▶ **Set problem**
Each line below must be set down exactly; omit any image you find.

▶ **Exercise inputs**
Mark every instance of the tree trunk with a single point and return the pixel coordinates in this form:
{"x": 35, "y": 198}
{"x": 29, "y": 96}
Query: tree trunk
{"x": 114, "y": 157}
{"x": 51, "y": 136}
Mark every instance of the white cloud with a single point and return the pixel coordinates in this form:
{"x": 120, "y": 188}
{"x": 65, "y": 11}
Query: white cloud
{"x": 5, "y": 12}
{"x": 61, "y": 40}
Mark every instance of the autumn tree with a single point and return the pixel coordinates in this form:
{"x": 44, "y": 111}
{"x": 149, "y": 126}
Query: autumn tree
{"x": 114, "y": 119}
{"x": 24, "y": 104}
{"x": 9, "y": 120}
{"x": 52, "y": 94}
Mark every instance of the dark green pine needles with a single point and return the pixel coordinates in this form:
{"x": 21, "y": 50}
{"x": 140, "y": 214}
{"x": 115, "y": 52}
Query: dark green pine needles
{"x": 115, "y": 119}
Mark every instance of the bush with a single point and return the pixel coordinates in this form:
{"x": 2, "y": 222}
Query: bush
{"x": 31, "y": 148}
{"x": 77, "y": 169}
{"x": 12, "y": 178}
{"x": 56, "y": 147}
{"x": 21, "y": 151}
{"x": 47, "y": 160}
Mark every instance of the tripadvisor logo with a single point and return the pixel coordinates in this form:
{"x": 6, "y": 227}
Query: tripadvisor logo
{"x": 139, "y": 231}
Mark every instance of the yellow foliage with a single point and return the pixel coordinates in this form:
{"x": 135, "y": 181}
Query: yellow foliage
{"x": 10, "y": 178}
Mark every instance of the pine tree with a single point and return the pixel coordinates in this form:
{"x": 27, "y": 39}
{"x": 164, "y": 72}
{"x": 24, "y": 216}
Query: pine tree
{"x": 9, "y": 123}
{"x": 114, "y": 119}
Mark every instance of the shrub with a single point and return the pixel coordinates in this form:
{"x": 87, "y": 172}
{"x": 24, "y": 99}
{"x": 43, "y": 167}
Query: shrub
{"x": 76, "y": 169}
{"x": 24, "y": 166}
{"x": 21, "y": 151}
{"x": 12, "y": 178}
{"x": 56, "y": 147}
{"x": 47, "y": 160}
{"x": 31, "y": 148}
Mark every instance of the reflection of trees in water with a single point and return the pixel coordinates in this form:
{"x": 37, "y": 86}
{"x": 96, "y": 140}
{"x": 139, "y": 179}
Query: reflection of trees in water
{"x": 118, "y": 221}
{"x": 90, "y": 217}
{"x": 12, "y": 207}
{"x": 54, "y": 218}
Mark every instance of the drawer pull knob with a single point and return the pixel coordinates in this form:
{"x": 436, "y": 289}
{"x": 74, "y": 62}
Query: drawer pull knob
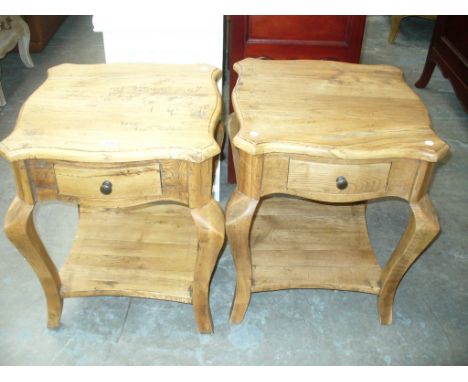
{"x": 106, "y": 187}
{"x": 341, "y": 182}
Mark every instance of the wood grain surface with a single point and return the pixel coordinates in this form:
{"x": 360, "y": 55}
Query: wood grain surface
{"x": 119, "y": 112}
{"x": 331, "y": 110}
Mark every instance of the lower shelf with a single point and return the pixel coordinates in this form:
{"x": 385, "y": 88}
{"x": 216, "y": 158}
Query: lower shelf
{"x": 297, "y": 243}
{"x": 146, "y": 252}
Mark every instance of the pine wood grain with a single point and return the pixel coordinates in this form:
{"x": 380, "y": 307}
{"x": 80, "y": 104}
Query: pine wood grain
{"x": 119, "y": 112}
{"x": 332, "y": 110}
{"x": 145, "y": 252}
{"x": 301, "y": 244}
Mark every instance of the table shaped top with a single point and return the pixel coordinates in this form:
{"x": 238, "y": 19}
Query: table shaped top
{"x": 119, "y": 113}
{"x": 331, "y": 110}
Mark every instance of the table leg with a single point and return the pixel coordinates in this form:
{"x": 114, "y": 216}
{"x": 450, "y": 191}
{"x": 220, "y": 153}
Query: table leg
{"x": 239, "y": 215}
{"x": 19, "y": 227}
{"x": 422, "y": 228}
{"x": 209, "y": 221}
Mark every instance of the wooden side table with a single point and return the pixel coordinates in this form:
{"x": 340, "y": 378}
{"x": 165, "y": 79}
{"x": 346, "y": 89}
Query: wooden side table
{"x": 333, "y": 135}
{"x": 122, "y": 141}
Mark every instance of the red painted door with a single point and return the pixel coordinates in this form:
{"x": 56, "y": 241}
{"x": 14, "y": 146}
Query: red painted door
{"x": 336, "y": 38}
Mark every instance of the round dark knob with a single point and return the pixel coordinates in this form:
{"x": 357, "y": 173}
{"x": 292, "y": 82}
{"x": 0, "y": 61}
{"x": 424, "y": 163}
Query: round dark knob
{"x": 106, "y": 187}
{"x": 341, "y": 182}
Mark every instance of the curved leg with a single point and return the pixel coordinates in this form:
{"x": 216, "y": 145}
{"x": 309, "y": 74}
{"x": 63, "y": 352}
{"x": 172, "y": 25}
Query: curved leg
{"x": 239, "y": 214}
{"x": 19, "y": 227}
{"x": 423, "y": 227}
{"x": 23, "y": 45}
{"x": 209, "y": 221}
{"x": 426, "y": 74}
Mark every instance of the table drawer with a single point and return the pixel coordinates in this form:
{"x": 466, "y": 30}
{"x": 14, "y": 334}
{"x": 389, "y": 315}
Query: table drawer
{"x": 338, "y": 178}
{"x": 108, "y": 184}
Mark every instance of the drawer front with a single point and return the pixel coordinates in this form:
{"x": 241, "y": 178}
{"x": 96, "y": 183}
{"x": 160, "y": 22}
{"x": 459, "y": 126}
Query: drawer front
{"x": 338, "y": 179}
{"x": 109, "y": 185}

▶ **Final answer**
Mark every instance of the tree trunk with a single point and return the pixel coordinates in this form:
{"x": 35, "y": 198}
{"x": 29, "y": 96}
Query: tree trunk
{"x": 114, "y": 157}
{"x": 51, "y": 136}
Mark every instance of the white cloud with a single point and return the pixel coordinates in this form:
{"x": 120, "y": 188}
{"x": 65, "y": 11}
Query: white cloud
{"x": 5, "y": 12}
{"x": 61, "y": 40}
Mark every instance of the autumn tree with a single point and return the pixel coordinates in this form:
{"x": 44, "y": 111}
{"x": 149, "y": 126}
Query: autumn tree
{"x": 114, "y": 119}
{"x": 24, "y": 104}
{"x": 9, "y": 120}
{"x": 52, "y": 94}
Mark every instance of the dark green pine needles with a single point and return the pixel coordinates in this form:
{"x": 21, "y": 50}
{"x": 140, "y": 214}
{"x": 115, "y": 52}
Query: dark green pine needles
{"x": 115, "y": 119}
Mark every instance of the bush with a single point and return the pixel coordinates in this form:
{"x": 2, "y": 222}
Query: bush
{"x": 31, "y": 148}
{"x": 77, "y": 169}
{"x": 12, "y": 178}
{"x": 56, "y": 147}
{"x": 21, "y": 151}
{"x": 47, "y": 160}
Mark every instance of the tripadvisor logo with a single point and return the pixel coordinates in this form:
{"x": 6, "y": 227}
Query: tripadvisor logo
{"x": 139, "y": 231}
Mark every instance of the yellow foliage with a single point and return the pixel coordinates in this form:
{"x": 135, "y": 181}
Query: yellow foliage
{"x": 10, "y": 178}
Mark every instance of the pine tree with a single point and return the pixel coordinates in this form:
{"x": 27, "y": 39}
{"x": 164, "y": 72}
{"x": 24, "y": 216}
Query: pine tree
{"x": 9, "y": 123}
{"x": 114, "y": 119}
Mark every instance of the shrub with a single point and return the pixel coordinates in this form:
{"x": 87, "y": 172}
{"x": 24, "y": 99}
{"x": 43, "y": 167}
Query: shrub
{"x": 76, "y": 169}
{"x": 24, "y": 166}
{"x": 21, "y": 151}
{"x": 12, "y": 178}
{"x": 56, "y": 147}
{"x": 47, "y": 160}
{"x": 31, "y": 148}
Mark every instance of the reflection of trees in water with a single point and return the pixel coordinates in this form:
{"x": 37, "y": 86}
{"x": 96, "y": 140}
{"x": 139, "y": 179}
Query: reflection of trees in water
{"x": 118, "y": 221}
{"x": 90, "y": 217}
{"x": 12, "y": 207}
{"x": 54, "y": 218}
Mark every instance of the drawer pull knob with a single point and return the pixel coordinates in this form:
{"x": 436, "y": 289}
{"x": 74, "y": 62}
Query: drawer pull knob
{"x": 106, "y": 187}
{"x": 341, "y": 182}
Mark every instance of the wood grain surface with a single point and return the pixel coordinates in this form:
{"x": 360, "y": 55}
Query: wood grain surface
{"x": 119, "y": 112}
{"x": 331, "y": 110}
Mark every instance of the lower shelf with a single point and return the pixel coordinates in this form:
{"x": 385, "y": 88}
{"x": 216, "y": 158}
Query: lower shelf
{"x": 297, "y": 243}
{"x": 146, "y": 252}
Mark every instance of the pine wood grain with a single point and return the pixel coordinates in this form:
{"x": 380, "y": 307}
{"x": 80, "y": 104}
Query: pine wood grain
{"x": 119, "y": 112}
{"x": 332, "y": 110}
{"x": 145, "y": 252}
{"x": 301, "y": 244}
Mark every instance of the table shaped top with a single point and return the pixel coordinates in this form:
{"x": 238, "y": 19}
Query: table shaped top
{"x": 119, "y": 113}
{"x": 331, "y": 110}
Mark every instance of the table leg with a single point and return the pixel coordinates in this form:
{"x": 114, "y": 216}
{"x": 450, "y": 191}
{"x": 220, "y": 153}
Query: table leg
{"x": 239, "y": 215}
{"x": 19, "y": 227}
{"x": 422, "y": 228}
{"x": 209, "y": 221}
Mark every instance of the wooden side table with a single point and return the pixel coordinates in this form:
{"x": 340, "y": 378}
{"x": 165, "y": 79}
{"x": 346, "y": 89}
Query: wooden side table
{"x": 333, "y": 135}
{"x": 122, "y": 141}
Mark every instance of the red painted door with a single point and return the pixel coordinates in this form:
{"x": 56, "y": 241}
{"x": 14, "y": 146}
Query: red painted door
{"x": 336, "y": 38}
Mark every instance of the round dark knob with a single point and return the pixel coordinates in this form:
{"x": 357, "y": 173}
{"x": 292, "y": 82}
{"x": 0, "y": 61}
{"x": 424, "y": 163}
Query: round dark knob
{"x": 106, "y": 187}
{"x": 341, "y": 182}
Mark every instance of the curved leg with a single point and return the pixel coordinates in this form:
{"x": 216, "y": 145}
{"x": 309, "y": 74}
{"x": 63, "y": 352}
{"x": 172, "y": 25}
Query: curved leg
{"x": 239, "y": 214}
{"x": 19, "y": 227}
{"x": 423, "y": 227}
{"x": 23, "y": 45}
{"x": 209, "y": 221}
{"x": 426, "y": 74}
Mark every instance of the table drawer with a single point and return the pixel coordinates in this form:
{"x": 466, "y": 30}
{"x": 14, "y": 334}
{"x": 389, "y": 315}
Query: table drawer
{"x": 338, "y": 178}
{"x": 108, "y": 184}
Mark every instance of the drawer front with a single point and return the pixel coordinates in this form:
{"x": 241, "y": 178}
{"x": 96, "y": 183}
{"x": 160, "y": 22}
{"x": 459, "y": 126}
Query: drawer front
{"x": 338, "y": 179}
{"x": 109, "y": 185}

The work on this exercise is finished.